Savarkar's so-called 'two-nation' theory based on Hindu fanaticism had nothing to do with it. In fact, in his speech in Pune on August 2, 1942, he declared that the Hindu Mahasabha would support the Congress' Quit India agitation provided that the Congress solemnly guaranteed that it would irrevocably stand by the unity and integrity of India. (Page 322, Veer Savarkar by Dhananjay Keer, Popular Prakashan, Bombay, 1988).

As a matter of fact, it was neither Jinnah nor Savarkar who introduced religion into all-India politics. Rather, it was Mahatma Gandhi.

It happened with his support to the agitation led by two brothers, Mohammed Ali and Shaukat Ali, against the abolition of the Khalifate in Turkey after the First World War, for the Khalif was the spiritual head of the Muslims. The agitation was essentially religious and Gandhi believed that by supporting it he would cement Hindu-Muslim unity.

» EXCERPTED RECORDS:
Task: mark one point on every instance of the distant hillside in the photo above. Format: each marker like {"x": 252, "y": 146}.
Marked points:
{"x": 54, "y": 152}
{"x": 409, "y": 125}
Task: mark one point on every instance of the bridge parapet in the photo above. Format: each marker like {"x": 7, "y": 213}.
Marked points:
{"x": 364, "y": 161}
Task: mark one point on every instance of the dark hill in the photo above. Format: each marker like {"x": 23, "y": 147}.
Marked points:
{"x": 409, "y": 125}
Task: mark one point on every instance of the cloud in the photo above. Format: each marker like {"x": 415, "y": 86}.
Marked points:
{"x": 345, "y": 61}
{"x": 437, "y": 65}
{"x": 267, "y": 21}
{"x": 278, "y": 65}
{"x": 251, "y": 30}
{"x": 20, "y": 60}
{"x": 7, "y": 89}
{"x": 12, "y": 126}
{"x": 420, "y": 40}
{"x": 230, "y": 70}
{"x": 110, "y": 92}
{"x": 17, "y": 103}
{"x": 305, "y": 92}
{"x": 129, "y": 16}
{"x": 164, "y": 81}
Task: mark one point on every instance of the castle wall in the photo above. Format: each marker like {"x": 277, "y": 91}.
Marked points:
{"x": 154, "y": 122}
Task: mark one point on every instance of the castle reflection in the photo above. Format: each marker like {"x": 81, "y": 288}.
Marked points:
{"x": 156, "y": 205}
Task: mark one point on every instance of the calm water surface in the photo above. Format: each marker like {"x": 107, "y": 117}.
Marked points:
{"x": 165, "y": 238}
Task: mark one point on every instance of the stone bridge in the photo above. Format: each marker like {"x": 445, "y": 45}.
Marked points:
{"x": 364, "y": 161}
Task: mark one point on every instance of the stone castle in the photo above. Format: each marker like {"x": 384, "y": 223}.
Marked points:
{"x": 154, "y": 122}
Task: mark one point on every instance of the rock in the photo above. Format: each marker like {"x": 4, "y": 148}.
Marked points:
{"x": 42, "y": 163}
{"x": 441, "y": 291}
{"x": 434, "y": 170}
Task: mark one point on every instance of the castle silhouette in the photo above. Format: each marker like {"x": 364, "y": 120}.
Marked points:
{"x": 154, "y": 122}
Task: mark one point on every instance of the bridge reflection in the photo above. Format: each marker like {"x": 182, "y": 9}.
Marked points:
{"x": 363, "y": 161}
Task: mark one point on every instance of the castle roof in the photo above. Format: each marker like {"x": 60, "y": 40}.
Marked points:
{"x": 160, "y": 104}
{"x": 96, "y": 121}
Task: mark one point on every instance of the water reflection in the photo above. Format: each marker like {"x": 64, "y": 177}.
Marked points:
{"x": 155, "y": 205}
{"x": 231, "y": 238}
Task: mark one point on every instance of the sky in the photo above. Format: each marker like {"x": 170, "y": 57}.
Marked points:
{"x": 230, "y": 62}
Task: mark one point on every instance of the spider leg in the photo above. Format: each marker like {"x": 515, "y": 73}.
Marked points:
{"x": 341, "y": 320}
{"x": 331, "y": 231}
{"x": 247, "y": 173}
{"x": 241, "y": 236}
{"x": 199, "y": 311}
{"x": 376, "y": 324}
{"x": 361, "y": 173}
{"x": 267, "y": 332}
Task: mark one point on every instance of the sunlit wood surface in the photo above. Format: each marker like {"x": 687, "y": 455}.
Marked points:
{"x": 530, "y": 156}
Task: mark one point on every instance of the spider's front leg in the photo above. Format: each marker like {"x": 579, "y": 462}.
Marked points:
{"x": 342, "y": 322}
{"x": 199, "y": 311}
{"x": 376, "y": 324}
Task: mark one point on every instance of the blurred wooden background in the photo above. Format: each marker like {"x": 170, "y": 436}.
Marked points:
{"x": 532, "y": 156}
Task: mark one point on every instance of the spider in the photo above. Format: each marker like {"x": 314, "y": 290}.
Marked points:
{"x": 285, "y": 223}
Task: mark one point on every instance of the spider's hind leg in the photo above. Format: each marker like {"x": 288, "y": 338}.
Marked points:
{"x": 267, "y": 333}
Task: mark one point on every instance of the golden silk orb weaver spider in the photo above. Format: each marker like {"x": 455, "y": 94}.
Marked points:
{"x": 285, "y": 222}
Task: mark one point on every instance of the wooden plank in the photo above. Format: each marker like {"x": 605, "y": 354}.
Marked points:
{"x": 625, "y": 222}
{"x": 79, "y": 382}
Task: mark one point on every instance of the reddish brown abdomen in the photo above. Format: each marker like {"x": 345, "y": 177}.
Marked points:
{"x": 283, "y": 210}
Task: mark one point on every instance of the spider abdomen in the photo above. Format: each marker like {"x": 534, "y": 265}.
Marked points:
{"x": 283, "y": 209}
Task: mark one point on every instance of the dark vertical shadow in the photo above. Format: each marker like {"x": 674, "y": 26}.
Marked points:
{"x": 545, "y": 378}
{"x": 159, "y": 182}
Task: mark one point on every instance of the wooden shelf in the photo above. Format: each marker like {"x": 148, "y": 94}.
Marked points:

» PROBLEMS:
(a) Answer these from the passage on religion in all-India politics, one line each:
(i) In what city and on what date did Savarkar give the speech it cites?
(ii) On what condition would the Hindu Mahasabha support the Quit India agitation?
(iii) Which two brothers led the agitation that Gandhi supported?
(b) Carry on the passage on religion in all-India politics, starting after its final sentence.

» OUTPUTS IN ORDER:
(a)
(i) Pune, on August 2, 1942.
(ii) The Congress had to solemnly guarantee that it would irrevocably stand by the unity and integrity of India.
(iii) Mohammed Ali and Shaukat Ali.

(b)
On page 22 of his Pilgrimage to Freedom, K M Munshi, a highly respected Congress leader of that period, says Jinnah warned Gandhi not to encourage fanaticism of Muslim religious leaders and their followers. So did other Congressmen. Munshi himself feared the Khilafat movement would lead the country to disaster.

His fears proved prophetic. As V Shankar, ICS, wrote, 'Some eminent leaders of the Congress and the Khilafat subsequently turned into leaders of a spirit of communalism...' (My Reminiscences of Sardar Patel, Macmillan, 1974, Volume I, page 173)

That the Khilafat movement was religious is clear from Gandhi's own statement in Young India of October 20, 1921. He wrote, 'I claim that with us both the Khilafat is the central fact, with Maulana Muhammad Ali because it is his religion, with me because, in laying down my life for the Khilafat, I ensure the safety of the cow, that is my religion.' (Seervai, page 8, quoting from page 64 of History of the Freedom Movement, Vol III, by R C Majumdar).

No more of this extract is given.